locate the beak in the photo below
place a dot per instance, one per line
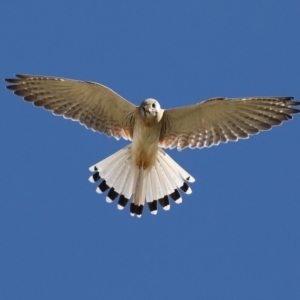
(145, 111)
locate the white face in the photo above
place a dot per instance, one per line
(149, 108)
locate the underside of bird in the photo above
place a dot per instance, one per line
(156, 184)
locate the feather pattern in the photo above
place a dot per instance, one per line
(143, 171)
(137, 185)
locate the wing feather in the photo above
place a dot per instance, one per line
(93, 105)
(220, 120)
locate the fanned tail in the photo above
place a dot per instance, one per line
(124, 179)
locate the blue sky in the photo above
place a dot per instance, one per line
(235, 237)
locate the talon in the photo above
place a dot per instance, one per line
(146, 164)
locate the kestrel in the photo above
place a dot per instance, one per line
(142, 170)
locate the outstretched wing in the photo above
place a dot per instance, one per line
(93, 105)
(221, 120)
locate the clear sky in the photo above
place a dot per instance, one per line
(235, 237)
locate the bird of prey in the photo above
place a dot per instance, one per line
(142, 171)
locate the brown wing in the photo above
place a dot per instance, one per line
(93, 105)
(221, 120)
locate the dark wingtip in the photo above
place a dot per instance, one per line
(122, 202)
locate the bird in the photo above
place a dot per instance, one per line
(142, 172)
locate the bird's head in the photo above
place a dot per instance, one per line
(150, 110)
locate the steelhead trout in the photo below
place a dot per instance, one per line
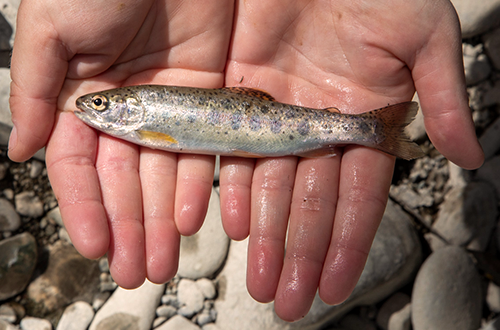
(241, 122)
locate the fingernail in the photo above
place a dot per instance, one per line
(13, 138)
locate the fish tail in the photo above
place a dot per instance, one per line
(395, 118)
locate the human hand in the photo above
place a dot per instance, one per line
(114, 196)
(356, 56)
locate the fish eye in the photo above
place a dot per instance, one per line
(99, 102)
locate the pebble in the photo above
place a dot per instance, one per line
(9, 219)
(466, 217)
(206, 287)
(395, 313)
(194, 261)
(28, 204)
(476, 19)
(18, 257)
(130, 309)
(178, 322)
(447, 292)
(35, 323)
(76, 316)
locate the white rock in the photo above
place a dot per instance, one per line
(190, 297)
(34, 323)
(492, 46)
(134, 309)
(202, 254)
(76, 316)
(477, 18)
(394, 257)
(447, 292)
(9, 219)
(178, 322)
(466, 217)
(390, 308)
(207, 287)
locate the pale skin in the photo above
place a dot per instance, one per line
(133, 203)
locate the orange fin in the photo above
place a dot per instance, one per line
(395, 118)
(251, 91)
(332, 109)
(324, 152)
(156, 136)
(246, 154)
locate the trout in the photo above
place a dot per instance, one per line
(241, 122)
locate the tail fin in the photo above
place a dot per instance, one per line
(395, 118)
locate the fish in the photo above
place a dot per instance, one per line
(240, 121)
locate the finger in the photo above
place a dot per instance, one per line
(158, 172)
(235, 180)
(70, 158)
(440, 84)
(195, 175)
(117, 167)
(311, 222)
(38, 69)
(270, 197)
(365, 178)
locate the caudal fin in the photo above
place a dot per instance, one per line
(395, 118)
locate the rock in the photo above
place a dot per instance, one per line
(492, 46)
(466, 217)
(207, 287)
(493, 297)
(76, 316)
(393, 259)
(476, 19)
(447, 292)
(490, 139)
(34, 323)
(9, 219)
(489, 173)
(477, 67)
(194, 261)
(129, 309)
(178, 322)
(396, 303)
(28, 204)
(190, 298)
(69, 277)
(18, 256)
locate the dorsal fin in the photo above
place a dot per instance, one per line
(250, 91)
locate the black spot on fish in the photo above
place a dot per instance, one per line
(236, 121)
(276, 126)
(254, 123)
(303, 127)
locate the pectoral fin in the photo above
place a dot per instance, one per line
(155, 137)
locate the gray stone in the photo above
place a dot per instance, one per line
(490, 139)
(489, 173)
(34, 323)
(18, 256)
(28, 204)
(194, 261)
(69, 277)
(76, 316)
(477, 18)
(492, 46)
(493, 297)
(394, 258)
(207, 287)
(129, 309)
(466, 217)
(178, 322)
(390, 308)
(9, 219)
(447, 292)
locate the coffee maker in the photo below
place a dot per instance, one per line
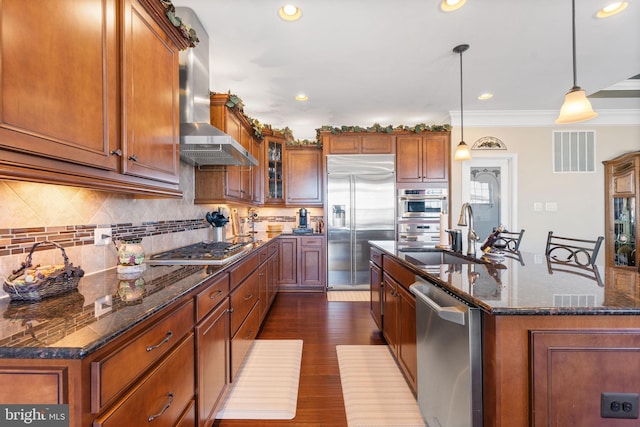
(303, 222)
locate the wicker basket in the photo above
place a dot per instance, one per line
(61, 280)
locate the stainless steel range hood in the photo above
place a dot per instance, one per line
(200, 142)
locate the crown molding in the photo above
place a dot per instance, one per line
(536, 118)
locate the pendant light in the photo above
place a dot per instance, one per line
(576, 107)
(462, 150)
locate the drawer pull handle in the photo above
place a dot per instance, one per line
(166, 406)
(164, 341)
(215, 295)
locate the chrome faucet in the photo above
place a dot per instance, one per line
(472, 236)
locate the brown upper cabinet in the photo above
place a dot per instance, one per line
(423, 158)
(358, 143)
(303, 183)
(69, 114)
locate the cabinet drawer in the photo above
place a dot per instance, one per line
(243, 299)
(120, 368)
(161, 397)
(241, 342)
(400, 273)
(376, 257)
(311, 241)
(216, 290)
(243, 269)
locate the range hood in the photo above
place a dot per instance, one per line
(200, 142)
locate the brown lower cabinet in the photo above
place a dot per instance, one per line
(173, 369)
(537, 370)
(302, 263)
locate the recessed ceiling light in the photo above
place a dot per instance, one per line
(451, 5)
(289, 12)
(612, 9)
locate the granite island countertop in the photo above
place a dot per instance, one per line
(523, 284)
(104, 307)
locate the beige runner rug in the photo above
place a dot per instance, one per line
(348, 296)
(374, 390)
(266, 387)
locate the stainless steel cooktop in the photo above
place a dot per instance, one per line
(203, 253)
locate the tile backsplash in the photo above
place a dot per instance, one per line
(31, 213)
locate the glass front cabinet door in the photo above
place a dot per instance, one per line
(275, 170)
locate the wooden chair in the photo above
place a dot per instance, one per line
(568, 250)
(509, 241)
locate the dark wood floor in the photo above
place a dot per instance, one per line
(321, 325)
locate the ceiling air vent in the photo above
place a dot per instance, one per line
(574, 151)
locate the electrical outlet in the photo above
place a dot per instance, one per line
(101, 236)
(619, 405)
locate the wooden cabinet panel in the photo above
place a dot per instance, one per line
(151, 110)
(34, 385)
(288, 266)
(304, 175)
(570, 370)
(377, 291)
(213, 362)
(121, 367)
(42, 111)
(407, 350)
(161, 397)
(423, 158)
(243, 298)
(214, 293)
(241, 342)
(359, 143)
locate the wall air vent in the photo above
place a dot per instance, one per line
(574, 151)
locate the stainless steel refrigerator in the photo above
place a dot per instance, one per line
(361, 207)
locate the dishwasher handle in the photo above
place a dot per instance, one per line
(454, 314)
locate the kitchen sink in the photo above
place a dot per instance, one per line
(435, 257)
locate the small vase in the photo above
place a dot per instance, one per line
(131, 252)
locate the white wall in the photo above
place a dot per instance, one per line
(580, 197)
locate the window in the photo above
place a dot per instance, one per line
(574, 151)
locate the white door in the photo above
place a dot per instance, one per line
(489, 184)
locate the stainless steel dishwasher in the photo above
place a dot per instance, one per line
(449, 347)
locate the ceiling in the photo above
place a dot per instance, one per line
(391, 62)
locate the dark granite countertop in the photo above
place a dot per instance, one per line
(73, 325)
(523, 285)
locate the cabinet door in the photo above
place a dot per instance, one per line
(288, 271)
(344, 144)
(377, 290)
(409, 158)
(311, 262)
(150, 113)
(213, 361)
(275, 172)
(390, 316)
(304, 176)
(59, 80)
(436, 158)
(407, 351)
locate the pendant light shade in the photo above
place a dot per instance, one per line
(462, 150)
(576, 107)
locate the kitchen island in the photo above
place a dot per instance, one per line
(553, 341)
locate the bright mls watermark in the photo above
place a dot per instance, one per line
(34, 415)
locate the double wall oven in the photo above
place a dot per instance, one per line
(419, 211)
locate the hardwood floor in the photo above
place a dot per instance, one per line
(321, 325)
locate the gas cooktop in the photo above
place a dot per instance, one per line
(203, 253)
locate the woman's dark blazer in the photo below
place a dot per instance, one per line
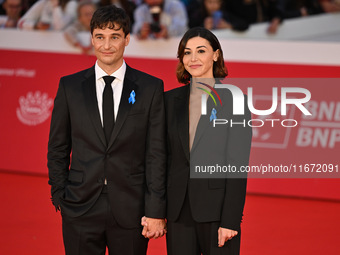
(211, 199)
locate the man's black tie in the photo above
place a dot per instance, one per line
(108, 107)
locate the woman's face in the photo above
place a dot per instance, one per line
(199, 58)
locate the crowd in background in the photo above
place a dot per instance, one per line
(157, 18)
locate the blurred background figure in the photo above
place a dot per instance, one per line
(330, 5)
(13, 9)
(160, 19)
(256, 11)
(128, 6)
(299, 8)
(211, 14)
(49, 15)
(74, 32)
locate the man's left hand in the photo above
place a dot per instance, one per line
(153, 228)
(224, 235)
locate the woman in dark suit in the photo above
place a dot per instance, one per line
(204, 210)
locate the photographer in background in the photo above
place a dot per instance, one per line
(160, 19)
(49, 15)
(13, 10)
(81, 25)
(211, 15)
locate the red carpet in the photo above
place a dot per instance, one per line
(272, 226)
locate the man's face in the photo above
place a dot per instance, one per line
(13, 8)
(109, 46)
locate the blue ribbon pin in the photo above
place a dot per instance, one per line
(132, 99)
(213, 114)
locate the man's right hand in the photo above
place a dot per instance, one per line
(153, 228)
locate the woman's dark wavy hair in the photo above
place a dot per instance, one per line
(112, 17)
(219, 69)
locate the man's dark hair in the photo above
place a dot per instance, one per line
(110, 17)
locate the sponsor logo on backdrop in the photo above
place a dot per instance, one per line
(35, 108)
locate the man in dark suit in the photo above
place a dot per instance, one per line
(110, 118)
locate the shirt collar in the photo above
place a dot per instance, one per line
(119, 74)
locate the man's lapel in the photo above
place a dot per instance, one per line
(124, 105)
(89, 90)
(182, 113)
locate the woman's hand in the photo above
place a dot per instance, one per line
(224, 235)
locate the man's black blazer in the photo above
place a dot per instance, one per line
(134, 160)
(210, 199)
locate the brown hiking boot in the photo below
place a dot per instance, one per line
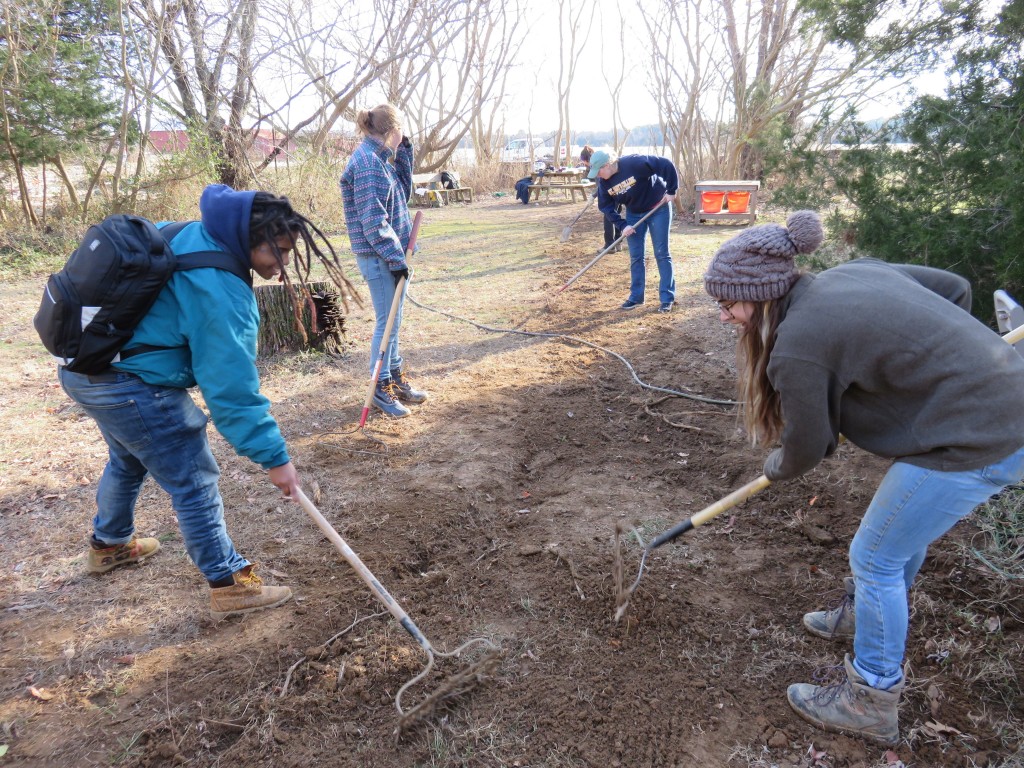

::::

From the line holding "locate the woman's hand in the photo above" to the line holding "locate the brown hiking", inclusive, restate each line above exactly as written.

locate the woman's hand in the photo above
place a dot per instance, one per line
(224, 235)
locate the man's black blazer in the photo above
place a dot per instance, one per line
(134, 160)
(210, 199)
locate the brown hiking boot in the photo below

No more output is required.